→ Given text:
####

SNAIL SHELL SYSTEM
SNAIL SHELL SYSTEM, 2001. Music for SNAIL SHELL SYSTEM by Anders Remmer
The SNAIL SHELL SYSTEM is a low cost system that enables persons to move around, change their whereabouts and live in various environments. One unit supplies space for one person. It is mobile both on land and water. One person can move it slowly, either by pushing it like a wheel, walking inside it or on top of it.
On water it can be rowed, moved by a kite or hooked up to a vessel, for example, a ferry. The unit rests on one flat side and can be anchored in lakes, rivers, harbours or at sea. On land, it can be placed in city spaces, fields, forests etc.
The SNAIL SHELL SYSTEM takes up very little space and can easily be placed in a discreet way. It can be buried in the ground, exposing only the entrance. It can also function as a comfortable space inside existing buildings.
Several units can meet up and form temporary communities.
The unit can be hooked up onto existing infrastructure like telecommunication lines and electricity cables (for example, by connecting it to street lamps).
If special devices are added, the unit can supply its own energy.

####

→ Task directions:
Extend the description of the Snail Shell System, picking up after its last sentence.

[Collected data entries]
####

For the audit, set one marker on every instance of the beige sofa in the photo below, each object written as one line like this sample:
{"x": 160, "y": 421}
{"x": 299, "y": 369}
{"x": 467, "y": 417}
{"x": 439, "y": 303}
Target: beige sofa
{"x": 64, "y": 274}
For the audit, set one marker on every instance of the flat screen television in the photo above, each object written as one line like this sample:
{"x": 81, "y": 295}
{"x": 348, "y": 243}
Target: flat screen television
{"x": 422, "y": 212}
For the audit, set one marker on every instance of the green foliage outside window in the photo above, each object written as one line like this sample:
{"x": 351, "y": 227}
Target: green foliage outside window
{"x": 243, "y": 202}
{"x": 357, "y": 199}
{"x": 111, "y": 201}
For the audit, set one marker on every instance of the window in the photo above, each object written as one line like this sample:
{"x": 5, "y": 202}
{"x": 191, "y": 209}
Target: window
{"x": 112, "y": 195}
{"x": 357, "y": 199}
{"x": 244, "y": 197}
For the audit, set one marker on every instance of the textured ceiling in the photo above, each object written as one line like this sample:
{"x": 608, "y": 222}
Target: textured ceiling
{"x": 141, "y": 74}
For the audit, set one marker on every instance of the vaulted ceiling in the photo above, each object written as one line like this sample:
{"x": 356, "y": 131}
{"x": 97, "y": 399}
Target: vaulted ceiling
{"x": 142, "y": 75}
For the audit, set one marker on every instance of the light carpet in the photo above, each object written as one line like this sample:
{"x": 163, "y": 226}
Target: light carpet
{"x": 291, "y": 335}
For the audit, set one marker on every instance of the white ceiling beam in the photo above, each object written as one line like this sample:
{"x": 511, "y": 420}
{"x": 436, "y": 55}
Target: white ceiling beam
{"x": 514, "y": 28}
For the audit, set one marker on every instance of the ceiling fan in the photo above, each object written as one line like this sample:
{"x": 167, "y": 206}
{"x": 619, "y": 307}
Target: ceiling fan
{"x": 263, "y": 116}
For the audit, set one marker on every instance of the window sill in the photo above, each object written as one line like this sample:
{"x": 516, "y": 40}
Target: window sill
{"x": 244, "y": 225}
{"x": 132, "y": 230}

####

→ Expected output:
The SNAIL SHELL SYSTEM can also be used for transporting different items and it can provide protection for persons when they participate in situations like demonstrations.
The SNAIL SHELL SYSTEM is constructed from a cylindrical polyethylene tank. The tank was chosen for its non-toxic material, low weight and its ability to roll. A spherical tank would also work, but standard tanks of that shape are rare and expensive. Various devices are attached to the tank, adding different functions. Caterpillar tracks of rubber are fixed to rubber knobs on the tank. They protect the tank during transportation, add friction and make it easier to steer the unit. They also function as protective fenders when the SNAIL SHELL SYSTEM is moored. The caterpillar tracks can be removed.
On one of the flat sides, a small and a larger hole perforate the unit, and function as an air intake and entrance respectively. A removable lid covers the entrance, which when left half-open also supplies air, while keeping rain out. Whenever a person is inside the unit, it must be left either halfway or fully open. The air intake provides a constant supply of fresh air.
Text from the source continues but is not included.